> [Input data]
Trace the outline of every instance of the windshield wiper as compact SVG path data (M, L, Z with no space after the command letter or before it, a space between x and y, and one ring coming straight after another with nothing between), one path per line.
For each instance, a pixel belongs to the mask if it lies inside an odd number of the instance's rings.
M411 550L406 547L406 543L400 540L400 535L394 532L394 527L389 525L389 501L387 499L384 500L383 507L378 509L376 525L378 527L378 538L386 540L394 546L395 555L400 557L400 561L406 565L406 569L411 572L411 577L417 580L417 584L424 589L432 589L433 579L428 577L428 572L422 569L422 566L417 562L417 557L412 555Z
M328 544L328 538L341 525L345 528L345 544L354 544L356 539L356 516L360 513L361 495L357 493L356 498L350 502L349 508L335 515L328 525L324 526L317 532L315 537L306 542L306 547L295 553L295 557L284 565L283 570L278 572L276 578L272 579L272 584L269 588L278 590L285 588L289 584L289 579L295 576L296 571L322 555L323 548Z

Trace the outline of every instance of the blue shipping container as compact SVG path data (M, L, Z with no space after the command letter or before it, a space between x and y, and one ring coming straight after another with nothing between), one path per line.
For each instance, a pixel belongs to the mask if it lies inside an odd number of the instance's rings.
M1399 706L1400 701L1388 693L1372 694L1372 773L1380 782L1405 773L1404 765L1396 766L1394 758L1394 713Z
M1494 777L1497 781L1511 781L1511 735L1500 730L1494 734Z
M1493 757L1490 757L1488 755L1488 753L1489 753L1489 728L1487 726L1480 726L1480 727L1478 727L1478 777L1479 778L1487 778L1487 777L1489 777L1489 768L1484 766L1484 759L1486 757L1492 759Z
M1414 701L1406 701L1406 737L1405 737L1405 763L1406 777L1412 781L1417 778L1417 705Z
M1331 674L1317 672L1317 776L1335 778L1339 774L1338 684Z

> [Description of the task] Write all of the records out again exactly.

> [Task solution]
Trace the outline of every instance of the windshield wiper as compact SVG path data (M, L, Z with no space after the command letter or before it, a space between x and y, and one ring coming straight after another with nothing between), one path per line.
For each instance, a pixel belongs to the mask if it lies inside an odd number of the instance's rings.
M411 550L406 547L406 543L400 540L400 535L394 532L394 527L389 525L389 501L387 499L384 500L383 507L378 509L376 525L378 527L378 538L386 540L394 546L395 555L400 557L400 561L406 565L406 569L411 572L411 577L417 580L417 584L424 589L432 589L433 579L428 577L428 572L422 569L422 566L417 562L417 557L412 555Z
M328 544L328 538L341 525L345 528L345 544L354 544L356 539L356 516L360 513L361 495L357 493L356 498L350 502L349 508L335 515L328 525L324 526L317 532L315 537L306 542L306 547L295 553L295 557L284 565L283 570L278 572L276 578L272 579L272 584L269 588L278 590L285 588L289 584L289 579L295 576L296 571L322 555L323 548Z

Trace the outline of every instance of the blue shipping container as compact SVG path data (M, L, Z with no space after the command letter or before it, a space between x and y, and one ring coming straight after another with nothing between), one path per line.
For each instance, a pixel belongs to the mask if it lies inside an odd number of the instance's rings.
M1399 706L1400 701L1388 693L1372 694L1372 773L1380 782L1405 773L1404 765L1396 766L1394 758L1394 713Z
M1494 777L1497 781L1511 781L1511 735L1500 730L1494 734Z
M1493 757L1490 757L1488 755L1488 753L1489 753L1489 728L1487 726L1480 726L1480 727L1478 727L1478 777L1479 778L1487 778L1487 777L1489 777L1489 768L1484 766L1484 759L1486 757L1492 759Z
M1414 701L1406 701L1406 737L1405 737L1405 763L1406 777L1412 781L1417 778L1417 705Z
M1331 674L1317 672L1317 776L1335 778L1339 774L1338 684Z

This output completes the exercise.